Отрывок текста:
Как справедливо указывает современный исследователь эпоса М. Шолохова Л. Якименко, эпический жанр в русской классической литературе рос из жгучего, непрекращающегося интереса к жизни, думам, чаяниям, борьбе трудового народа, в познании которого русские писатели всегда видели одну из величайших социальных, нравственных целей искусства. «В эпопее, то есть в произведении, повествующем о жизни народа в поворотные моменты исторического развития, выражались достижения художественной мысли целой эпохи» (Якименко Л. Творчество М. А. Шолохова. М., 1970) — утверждает он.
Такое понимание эпоса, в основе которого — великие традиции русской классики, могучий творческий опыт М. А. Шолохова, дает основание исследователю поставить вопрос о дифференциации романных жанров, поскольку далеко не всякий роман может претендовать на то, чтобы называться эпическим.
Лишь обращение романа к важнейшим историческим событиям народной жизни, изображение народа как решающей силы общественного развития, наличие в романе философии истории, глубокого художественного постижения закономерностей ее развития, выраженного в характерах типических, поднимает этот жанр до уровня эпического.
Помнить об этом сегодня необходимо потому, что при том внимании литературы к жанру романа, когда появляются все новые и новые крупномасштабные художественные полотна, когда жанр романа становится даже модным, злоупотребление понятием «эпопея» ведет к снижению критериев. Между тем именно в жанрах эпических, заключающих в себе не просто описание событий и воспроизведение характеров, но — философию, мировоззрение эпохи, успехи наши, в сравнении со «снежными вершинами» прошлого, особенно скромны. Сегодня мы можем говорить пока что лишь о начале процесса, о начале поворота современной прозы к созданию крупных, масштабных произведений о жизни народа в эпическом плане.
Да, литература наша смелее, чем десять — двадцать лет назад, обращается к жанру романа, все с большим интересом и глубиной исследует диалектику философии истории и философии человека.

Исходные данные:
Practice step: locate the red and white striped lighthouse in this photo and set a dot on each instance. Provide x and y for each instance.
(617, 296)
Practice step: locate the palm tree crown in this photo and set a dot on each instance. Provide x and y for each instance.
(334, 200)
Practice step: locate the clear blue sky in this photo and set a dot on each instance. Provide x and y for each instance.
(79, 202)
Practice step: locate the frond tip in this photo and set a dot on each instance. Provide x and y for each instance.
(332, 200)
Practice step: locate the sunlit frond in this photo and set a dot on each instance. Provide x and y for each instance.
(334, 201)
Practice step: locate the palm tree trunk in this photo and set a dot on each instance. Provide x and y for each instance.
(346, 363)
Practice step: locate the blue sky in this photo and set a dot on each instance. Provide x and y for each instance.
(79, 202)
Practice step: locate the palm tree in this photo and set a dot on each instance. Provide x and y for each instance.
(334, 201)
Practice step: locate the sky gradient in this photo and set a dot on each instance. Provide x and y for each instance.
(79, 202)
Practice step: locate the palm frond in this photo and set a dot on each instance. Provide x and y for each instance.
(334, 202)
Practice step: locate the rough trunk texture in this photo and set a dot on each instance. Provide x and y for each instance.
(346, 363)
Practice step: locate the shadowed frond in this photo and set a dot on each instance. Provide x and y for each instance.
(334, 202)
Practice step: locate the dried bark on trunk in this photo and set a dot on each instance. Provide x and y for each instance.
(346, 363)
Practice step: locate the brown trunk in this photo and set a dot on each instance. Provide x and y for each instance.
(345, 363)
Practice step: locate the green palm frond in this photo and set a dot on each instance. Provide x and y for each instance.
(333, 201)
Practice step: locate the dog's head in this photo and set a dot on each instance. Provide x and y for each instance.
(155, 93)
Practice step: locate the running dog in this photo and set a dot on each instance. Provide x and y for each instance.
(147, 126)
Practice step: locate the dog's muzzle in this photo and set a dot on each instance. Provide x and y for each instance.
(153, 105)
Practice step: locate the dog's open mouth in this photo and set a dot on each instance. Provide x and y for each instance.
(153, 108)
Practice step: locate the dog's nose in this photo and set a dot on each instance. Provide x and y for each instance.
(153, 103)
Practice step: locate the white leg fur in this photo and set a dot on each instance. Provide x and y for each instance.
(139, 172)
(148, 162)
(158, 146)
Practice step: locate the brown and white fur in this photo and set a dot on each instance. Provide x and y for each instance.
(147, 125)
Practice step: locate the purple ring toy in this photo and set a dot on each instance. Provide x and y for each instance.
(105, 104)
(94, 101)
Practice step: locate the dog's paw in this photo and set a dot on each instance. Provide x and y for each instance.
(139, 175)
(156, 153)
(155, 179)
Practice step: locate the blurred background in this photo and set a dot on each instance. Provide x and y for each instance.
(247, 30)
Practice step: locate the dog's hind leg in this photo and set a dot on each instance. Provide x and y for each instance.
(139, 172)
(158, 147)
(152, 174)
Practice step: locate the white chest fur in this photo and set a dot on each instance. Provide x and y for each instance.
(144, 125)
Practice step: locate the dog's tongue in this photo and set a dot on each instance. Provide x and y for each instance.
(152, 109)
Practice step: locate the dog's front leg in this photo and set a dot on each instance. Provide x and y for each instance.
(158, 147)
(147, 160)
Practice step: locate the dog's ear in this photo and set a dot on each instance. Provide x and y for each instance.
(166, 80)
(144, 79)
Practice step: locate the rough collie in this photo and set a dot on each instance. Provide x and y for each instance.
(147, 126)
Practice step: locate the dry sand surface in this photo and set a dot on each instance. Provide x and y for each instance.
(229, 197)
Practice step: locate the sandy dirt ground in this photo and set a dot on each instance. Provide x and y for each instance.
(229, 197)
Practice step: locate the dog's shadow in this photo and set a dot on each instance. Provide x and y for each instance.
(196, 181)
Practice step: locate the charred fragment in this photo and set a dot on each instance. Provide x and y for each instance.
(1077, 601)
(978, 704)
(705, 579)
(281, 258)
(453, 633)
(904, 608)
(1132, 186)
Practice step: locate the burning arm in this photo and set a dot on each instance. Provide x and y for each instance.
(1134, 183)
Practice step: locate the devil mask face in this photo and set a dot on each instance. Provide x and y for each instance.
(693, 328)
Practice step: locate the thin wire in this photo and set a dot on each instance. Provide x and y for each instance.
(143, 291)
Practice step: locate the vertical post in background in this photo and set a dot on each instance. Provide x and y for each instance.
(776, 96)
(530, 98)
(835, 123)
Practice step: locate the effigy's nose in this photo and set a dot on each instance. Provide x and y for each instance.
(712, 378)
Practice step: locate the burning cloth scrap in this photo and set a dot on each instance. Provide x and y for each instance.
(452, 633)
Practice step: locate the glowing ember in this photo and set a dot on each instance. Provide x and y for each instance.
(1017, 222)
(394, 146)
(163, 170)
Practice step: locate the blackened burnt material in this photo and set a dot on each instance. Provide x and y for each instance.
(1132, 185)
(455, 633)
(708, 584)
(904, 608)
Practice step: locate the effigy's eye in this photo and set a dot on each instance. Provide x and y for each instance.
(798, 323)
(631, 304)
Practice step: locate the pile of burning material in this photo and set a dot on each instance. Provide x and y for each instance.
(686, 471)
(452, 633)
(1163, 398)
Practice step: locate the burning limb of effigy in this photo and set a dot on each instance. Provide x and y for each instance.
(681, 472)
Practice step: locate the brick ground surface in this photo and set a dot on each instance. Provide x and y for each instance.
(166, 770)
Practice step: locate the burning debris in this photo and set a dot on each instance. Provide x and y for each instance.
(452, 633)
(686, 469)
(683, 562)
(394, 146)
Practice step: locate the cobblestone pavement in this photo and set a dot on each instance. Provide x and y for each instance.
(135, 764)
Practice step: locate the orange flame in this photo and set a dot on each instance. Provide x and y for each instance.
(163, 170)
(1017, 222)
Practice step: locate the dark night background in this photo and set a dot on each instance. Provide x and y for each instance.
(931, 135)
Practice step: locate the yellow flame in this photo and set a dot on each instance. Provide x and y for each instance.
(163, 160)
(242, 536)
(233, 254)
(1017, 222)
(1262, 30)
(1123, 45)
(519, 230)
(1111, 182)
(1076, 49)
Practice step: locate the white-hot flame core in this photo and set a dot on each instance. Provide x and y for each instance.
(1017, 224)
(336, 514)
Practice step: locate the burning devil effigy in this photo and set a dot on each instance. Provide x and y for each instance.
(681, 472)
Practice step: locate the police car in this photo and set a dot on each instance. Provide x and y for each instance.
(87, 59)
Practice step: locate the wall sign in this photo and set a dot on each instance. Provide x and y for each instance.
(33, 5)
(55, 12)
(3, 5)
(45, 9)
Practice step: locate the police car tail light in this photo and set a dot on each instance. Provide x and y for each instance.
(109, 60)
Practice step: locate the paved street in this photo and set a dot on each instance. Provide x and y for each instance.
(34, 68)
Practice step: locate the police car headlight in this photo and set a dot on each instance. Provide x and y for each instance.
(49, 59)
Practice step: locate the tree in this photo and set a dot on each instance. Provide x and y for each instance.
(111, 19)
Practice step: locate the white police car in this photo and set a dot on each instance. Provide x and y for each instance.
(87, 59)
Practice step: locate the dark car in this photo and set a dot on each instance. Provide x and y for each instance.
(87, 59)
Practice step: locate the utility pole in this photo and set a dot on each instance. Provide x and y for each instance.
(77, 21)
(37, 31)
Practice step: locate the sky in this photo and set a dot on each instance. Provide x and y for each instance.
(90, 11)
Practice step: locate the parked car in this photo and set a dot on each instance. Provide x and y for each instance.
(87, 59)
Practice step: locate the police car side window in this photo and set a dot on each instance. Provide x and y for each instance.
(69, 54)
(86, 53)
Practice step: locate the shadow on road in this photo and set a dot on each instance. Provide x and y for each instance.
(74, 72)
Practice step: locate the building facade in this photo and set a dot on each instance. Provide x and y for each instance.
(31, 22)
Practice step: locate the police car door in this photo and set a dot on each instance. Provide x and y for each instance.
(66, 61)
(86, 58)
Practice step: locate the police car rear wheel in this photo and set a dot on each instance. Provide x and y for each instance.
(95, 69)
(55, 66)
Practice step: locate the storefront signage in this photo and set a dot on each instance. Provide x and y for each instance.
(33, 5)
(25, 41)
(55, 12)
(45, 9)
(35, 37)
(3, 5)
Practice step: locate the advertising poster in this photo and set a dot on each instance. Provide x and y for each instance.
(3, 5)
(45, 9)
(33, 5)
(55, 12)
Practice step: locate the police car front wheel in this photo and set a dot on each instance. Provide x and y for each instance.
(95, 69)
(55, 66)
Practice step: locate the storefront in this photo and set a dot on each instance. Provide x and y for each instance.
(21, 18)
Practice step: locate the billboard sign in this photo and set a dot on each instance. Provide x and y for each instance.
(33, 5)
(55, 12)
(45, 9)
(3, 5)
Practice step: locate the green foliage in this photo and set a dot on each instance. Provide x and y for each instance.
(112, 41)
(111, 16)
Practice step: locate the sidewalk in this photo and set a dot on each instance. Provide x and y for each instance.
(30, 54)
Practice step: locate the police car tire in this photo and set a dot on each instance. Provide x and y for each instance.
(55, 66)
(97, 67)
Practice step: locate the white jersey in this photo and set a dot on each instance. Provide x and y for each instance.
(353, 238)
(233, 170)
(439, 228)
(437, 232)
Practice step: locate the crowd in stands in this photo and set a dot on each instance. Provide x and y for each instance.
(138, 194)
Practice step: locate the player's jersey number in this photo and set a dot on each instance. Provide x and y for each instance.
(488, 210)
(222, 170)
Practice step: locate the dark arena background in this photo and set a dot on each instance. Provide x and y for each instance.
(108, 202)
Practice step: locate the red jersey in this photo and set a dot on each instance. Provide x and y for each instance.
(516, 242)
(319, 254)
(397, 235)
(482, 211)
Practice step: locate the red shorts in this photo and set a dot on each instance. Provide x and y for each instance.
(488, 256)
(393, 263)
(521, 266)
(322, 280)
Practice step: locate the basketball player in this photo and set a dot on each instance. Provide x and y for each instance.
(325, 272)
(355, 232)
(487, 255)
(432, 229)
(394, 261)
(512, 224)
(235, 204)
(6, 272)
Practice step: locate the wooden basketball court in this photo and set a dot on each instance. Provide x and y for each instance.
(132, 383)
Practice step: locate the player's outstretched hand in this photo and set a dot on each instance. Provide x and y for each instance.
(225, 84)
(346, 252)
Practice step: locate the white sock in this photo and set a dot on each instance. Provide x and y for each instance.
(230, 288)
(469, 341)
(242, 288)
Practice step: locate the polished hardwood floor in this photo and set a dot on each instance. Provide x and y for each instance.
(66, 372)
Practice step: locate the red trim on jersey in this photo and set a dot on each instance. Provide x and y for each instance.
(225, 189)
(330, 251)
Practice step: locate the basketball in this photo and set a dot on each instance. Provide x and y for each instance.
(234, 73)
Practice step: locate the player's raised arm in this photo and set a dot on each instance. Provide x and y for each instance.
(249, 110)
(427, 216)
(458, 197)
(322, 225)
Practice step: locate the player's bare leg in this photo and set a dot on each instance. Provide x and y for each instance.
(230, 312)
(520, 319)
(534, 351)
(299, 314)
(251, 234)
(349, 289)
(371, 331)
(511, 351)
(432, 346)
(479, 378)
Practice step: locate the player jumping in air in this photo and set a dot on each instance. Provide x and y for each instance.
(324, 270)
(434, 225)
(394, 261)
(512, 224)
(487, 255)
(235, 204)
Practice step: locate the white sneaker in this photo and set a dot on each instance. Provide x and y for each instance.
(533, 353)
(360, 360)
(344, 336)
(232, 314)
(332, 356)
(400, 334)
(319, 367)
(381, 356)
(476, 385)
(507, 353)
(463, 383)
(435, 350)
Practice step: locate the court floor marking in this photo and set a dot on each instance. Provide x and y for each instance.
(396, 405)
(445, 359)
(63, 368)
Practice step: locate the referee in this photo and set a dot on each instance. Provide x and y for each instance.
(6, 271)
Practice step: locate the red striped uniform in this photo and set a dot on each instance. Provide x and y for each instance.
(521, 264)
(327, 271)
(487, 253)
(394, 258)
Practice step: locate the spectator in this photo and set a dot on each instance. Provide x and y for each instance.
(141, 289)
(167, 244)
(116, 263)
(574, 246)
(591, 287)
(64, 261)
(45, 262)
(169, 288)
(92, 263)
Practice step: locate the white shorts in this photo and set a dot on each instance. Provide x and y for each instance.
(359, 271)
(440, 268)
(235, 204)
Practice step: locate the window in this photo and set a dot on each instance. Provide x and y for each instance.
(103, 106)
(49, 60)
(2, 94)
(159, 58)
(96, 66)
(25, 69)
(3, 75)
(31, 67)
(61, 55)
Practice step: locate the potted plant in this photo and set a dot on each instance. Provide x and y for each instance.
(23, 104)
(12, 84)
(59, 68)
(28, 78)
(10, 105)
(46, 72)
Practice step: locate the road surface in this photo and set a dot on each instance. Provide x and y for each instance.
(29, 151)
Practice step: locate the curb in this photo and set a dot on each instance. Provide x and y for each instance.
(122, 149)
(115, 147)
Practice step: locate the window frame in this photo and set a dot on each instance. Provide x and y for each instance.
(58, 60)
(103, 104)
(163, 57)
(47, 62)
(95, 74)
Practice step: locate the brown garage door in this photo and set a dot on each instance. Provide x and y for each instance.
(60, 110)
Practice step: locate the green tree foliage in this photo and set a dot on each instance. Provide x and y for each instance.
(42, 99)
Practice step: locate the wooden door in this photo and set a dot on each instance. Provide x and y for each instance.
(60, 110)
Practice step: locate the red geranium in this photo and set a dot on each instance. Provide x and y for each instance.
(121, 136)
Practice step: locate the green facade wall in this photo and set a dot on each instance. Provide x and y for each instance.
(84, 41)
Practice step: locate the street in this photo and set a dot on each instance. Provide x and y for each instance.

Задания:
**1.** В отрывке об эпопее найдите абзац, который начинается словами «Помнить об этом сегодня», и перескажите его короче в виде списка, не теряя главных фактов.
**2.** Допишите отрывок об эпопее дальше, начав сразу после его последнего предложения.

Ответы:
**1.**
- Сейчас литература уделяет роману много внимания. Появляется всё больше крупных художественных полотен, и этот жанр стал даже модным.
- Слово «эпопея» стали употреблять слишком часто, и из-за этого снижаются требования к таким произведениям.
- Эпические жанры должны передавать не только события и характеры, но и философию и мировоззрение эпохи. Именно здесь наши успехи особенно скромны, если сравнить их со «снежными вершинами» прошлого.
- Пока можно говорить лишь о начале поворота современной прозы к большим произведениям о жизни народа в эпическом плане.

**2.**
Однако эпос — не в количественной широте охвата жизни, не в объеме произведения. А то опять, как когда-то, скажем в пятидесятых годах, возникает мода на «кирпичи»: «книга первая», «книга вторая», «книга третья» и т. д. Когда романы пишут и те, кому полностью чуждо романное, то есть обобщенное, концептуальное, социально-философское мышление. Тогда-то и появляются произведения, страдающие мнимой эпичностью, где подлинный эпос подменяется в той или иной степени иллюстративностью и описательностью.
Критика в таких случаях далеко не всегда задумывается, что нет эпоса вне философии и истории, вне судьбы народа, вмещающих в себя и судьбы человеческие. Как не существует эпоса без типических социальных характеров, без таких индивидуальностей, которые поднимались бы до уровня социальных типов времени. В этом случае повесть «На Иртыше» С. Залыгина или рассказ «Судьба человека» М. Шолохова таят в себе куда больше эпического, чем растянутые на много томов иллюстративные повествования, лишенные главной приметы эпоса: обобщающей, пытливой социально-философской, нравственно-философской, исторической мысли.
Одна примечательная особенность: судьбы страны пока что постигаются нашей прозой (исключая пору войны) прежде всего и главным образом через судьбы крестьянства, что обнажает генетическую связь современного эпоса с самой великой книгой советской литературы — «Тихим Доном». И не только связь, но и влияние Шолохова на самых разных наших писателей, — следы этого влияния мы найдем и у В. Смирнова, и у А. Нурпеисова, и у И. Мележа, и у Ф. Абрамова.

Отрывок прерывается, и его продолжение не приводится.